We will emphasize on some of the effort being carried out by the international community to design a standard under the International Standardization Organization (ISO), denoted MPEG-G, for genomic information representation. We will also introduce a new filtering tool intended to improve the accuracy of variant calling, the last step of the genomic analysis pipeline whose output is generally the starting point for analysis in the personalized medicine paradigm. We will conclude the talk with some thoughts of where the community is going and the challenges that we will face in the near future.

Short bio:

Before joining UIUC, Prof. Ochoa obtained a Ph.D. from the Electrical Engineering Department at Stanford University, in 2016. She received her M.Sc. from the same department in 2012. Prior to Stanford, she graduated with B.Sc. and M.Sc. degrees in Telecommunication Engineering (Electrical Engineering) from the University of Navarra, Spain, in 2009. During her time at Stanford she conducted internships at Google and Genapsys, and served as a technical consultant for the HBO’s TV show “Silicon Valley”. Prof. Ochoa’s main interests lie in the field of bioinformatics and computational genomics, and she uses a multidisciplinary approach that combines tools from information theory, signal processing, and machine learning, among others.

Source data:
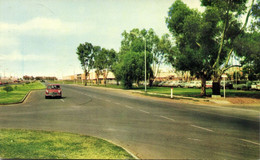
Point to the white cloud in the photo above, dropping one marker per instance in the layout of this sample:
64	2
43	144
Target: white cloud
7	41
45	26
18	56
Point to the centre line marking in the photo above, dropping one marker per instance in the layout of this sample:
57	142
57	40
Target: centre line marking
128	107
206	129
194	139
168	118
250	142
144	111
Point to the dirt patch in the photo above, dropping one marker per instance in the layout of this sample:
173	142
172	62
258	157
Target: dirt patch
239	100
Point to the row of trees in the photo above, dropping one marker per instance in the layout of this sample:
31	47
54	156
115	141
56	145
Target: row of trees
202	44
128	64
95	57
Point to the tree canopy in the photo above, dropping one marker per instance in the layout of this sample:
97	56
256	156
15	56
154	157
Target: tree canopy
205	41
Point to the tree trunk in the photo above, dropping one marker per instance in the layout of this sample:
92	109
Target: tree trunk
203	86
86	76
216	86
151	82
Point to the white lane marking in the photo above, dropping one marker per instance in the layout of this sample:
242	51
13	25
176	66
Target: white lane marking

--

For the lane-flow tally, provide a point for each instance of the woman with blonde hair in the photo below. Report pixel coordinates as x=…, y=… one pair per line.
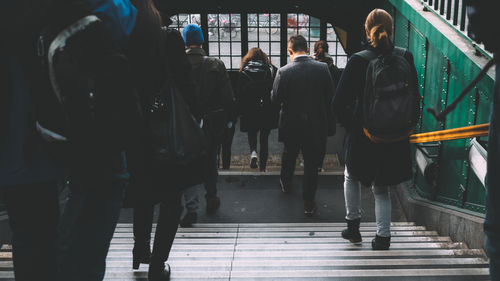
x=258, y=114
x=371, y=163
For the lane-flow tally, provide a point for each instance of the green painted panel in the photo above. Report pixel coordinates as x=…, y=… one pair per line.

* * *

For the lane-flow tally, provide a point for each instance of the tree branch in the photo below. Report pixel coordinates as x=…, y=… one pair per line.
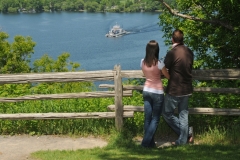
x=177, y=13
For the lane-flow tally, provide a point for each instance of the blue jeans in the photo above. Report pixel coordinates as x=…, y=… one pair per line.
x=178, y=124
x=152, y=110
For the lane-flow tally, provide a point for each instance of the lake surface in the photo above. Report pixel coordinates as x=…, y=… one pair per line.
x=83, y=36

Task item: Copy the talk description about genomic information and MPEG-G from above, word for word and in full, including the short bio.

Result:
We will emphasize on some of the effort being carried out by the international community to design a standard under the International Standardization Organization (ISO), denoted MPEG-G, for genomic information representation. We will also introduce a new filtering tool intended to improve the accuracy of variant calling, the last step of the genomic analysis pipeline whose output is generally the starting point for analysis in the personalized medicine paradigm. We will conclude the talk with some thoughts of where the community is going and the challenges that we will face in the near future.

Short bio:

Before joining UIUC, Prof. Ochoa obtained a Ph.D. from the Electrical Engineering Department at Stanford University, in 2016. She received her M.Sc. from the same department in 2012. Prior to Stanford, she graduated with B.Sc. and M.Sc. degrees in Telecommunication Engineering (Electrical Engineering) from the University of Navarra, Spain, in 2009. During her time at Stanford she conducted internships at Google and Genapsys, and served as a technical consultant for the HBO’s TV show “Silicon Valley”. Prof. Ochoa’s main interests lie in the field of bioinformatics and computational genomics, and she uses a multidisciplinary approach that combines tools from information theory, signal processing, and machine learning, among others.